> [Exercise directions]: Rewrite only the lines of the records starting with the line with "mirror. Examine the image and box all occurrences." and going on through the line with "[0,24,861,485]", keeping every line, with the text lines unchanged. Scale each bounding box coordinate by 1.05 and round it to a whole number, with halves rounded up.

> [Provided information]:

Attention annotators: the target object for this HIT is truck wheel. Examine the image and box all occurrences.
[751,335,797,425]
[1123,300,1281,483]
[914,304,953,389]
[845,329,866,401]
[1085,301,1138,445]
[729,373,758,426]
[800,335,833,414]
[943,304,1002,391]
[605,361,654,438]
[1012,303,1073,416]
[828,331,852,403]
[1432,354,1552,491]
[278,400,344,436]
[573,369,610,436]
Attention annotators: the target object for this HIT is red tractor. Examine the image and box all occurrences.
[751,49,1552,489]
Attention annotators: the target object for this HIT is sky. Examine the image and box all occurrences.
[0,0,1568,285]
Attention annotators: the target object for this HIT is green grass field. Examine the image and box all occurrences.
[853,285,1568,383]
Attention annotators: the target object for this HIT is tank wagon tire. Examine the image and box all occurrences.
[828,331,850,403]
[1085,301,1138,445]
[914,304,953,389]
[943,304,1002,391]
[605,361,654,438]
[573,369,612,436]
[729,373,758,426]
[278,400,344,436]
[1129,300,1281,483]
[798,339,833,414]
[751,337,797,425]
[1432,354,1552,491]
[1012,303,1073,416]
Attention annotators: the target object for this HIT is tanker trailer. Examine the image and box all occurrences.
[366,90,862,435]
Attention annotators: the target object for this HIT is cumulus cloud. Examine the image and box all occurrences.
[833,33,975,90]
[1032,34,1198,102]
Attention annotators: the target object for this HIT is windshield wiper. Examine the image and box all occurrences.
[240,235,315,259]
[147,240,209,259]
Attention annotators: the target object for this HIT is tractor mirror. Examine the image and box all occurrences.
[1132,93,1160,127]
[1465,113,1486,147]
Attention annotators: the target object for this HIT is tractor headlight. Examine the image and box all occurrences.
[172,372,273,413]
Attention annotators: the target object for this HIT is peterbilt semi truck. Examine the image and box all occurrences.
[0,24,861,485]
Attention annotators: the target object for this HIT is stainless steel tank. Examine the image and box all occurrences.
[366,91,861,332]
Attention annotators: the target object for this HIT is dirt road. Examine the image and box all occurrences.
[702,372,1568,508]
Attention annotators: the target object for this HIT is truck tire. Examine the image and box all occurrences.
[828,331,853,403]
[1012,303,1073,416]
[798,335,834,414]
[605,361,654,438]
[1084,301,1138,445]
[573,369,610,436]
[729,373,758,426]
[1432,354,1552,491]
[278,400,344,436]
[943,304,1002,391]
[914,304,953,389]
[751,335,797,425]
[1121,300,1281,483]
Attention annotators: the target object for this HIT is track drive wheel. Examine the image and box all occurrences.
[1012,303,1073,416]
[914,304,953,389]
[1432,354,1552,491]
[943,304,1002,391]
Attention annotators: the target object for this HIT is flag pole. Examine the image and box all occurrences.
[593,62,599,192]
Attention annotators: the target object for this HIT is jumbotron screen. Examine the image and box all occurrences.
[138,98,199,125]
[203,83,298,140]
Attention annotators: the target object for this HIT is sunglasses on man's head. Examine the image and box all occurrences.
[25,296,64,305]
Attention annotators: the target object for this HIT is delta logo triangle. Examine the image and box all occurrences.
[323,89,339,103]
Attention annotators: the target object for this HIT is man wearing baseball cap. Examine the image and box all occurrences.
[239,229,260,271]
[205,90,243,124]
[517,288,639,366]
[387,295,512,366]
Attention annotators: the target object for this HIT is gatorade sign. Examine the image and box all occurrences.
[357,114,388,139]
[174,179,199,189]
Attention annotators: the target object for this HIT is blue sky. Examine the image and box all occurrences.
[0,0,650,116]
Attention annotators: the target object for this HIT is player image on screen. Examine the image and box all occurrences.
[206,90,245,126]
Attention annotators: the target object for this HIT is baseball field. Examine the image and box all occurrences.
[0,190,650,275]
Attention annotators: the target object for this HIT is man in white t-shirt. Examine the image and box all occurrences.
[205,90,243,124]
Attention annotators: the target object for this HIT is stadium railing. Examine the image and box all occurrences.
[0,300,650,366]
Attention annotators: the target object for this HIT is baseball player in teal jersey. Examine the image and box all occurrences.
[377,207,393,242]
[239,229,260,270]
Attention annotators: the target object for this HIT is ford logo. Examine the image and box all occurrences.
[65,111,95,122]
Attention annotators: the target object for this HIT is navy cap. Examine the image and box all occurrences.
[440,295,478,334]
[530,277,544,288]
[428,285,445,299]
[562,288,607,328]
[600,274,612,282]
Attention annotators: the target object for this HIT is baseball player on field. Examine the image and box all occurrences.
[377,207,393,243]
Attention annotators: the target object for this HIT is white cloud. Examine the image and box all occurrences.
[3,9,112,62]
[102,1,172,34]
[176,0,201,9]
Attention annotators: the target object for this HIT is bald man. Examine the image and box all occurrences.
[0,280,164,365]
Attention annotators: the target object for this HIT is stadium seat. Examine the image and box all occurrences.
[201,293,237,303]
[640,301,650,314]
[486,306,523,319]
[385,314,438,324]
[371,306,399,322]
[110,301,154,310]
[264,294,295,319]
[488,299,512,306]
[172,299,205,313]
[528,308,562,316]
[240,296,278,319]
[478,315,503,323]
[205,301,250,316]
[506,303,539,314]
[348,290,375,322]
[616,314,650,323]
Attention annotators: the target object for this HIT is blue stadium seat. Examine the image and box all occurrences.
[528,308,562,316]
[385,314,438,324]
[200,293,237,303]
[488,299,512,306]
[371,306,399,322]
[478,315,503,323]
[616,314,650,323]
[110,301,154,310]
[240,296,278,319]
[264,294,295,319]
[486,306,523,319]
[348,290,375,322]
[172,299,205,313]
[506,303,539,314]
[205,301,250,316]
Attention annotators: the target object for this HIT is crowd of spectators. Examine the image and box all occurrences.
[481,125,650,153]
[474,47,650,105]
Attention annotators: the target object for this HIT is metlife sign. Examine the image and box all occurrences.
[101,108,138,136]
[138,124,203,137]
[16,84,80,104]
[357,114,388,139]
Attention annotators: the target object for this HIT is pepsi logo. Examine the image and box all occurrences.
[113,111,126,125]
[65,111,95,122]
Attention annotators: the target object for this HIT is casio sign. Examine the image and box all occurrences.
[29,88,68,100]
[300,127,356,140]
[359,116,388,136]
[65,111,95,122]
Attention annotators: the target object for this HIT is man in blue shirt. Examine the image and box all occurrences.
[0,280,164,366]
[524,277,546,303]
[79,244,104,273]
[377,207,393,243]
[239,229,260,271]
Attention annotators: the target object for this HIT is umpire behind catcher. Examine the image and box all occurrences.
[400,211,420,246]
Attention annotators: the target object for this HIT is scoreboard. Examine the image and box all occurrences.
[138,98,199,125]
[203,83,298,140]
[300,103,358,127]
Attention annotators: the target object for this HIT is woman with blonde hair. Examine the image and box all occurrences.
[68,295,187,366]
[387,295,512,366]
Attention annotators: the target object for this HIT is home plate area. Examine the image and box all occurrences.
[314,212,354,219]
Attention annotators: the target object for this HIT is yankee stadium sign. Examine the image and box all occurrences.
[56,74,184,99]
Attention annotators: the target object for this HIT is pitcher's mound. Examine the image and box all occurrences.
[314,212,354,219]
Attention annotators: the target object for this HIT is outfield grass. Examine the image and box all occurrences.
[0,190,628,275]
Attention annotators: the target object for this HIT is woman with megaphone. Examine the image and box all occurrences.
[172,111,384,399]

> [Response to this exercise]:
Attention annotators: the target object for this HIT is tractor mirror. Examine the image and box all occurrences.
[1189,98,1218,133]
[1538,119,1560,154]
Attention annotators: the target object for this HIT is tractor headlight. Examine the image and box all occurrences.
[181,391,287,434]
Attention annotators: the target object for this HIT is peterbilt semi truck. Examine the image and box all occurrences.
[0,25,904,509]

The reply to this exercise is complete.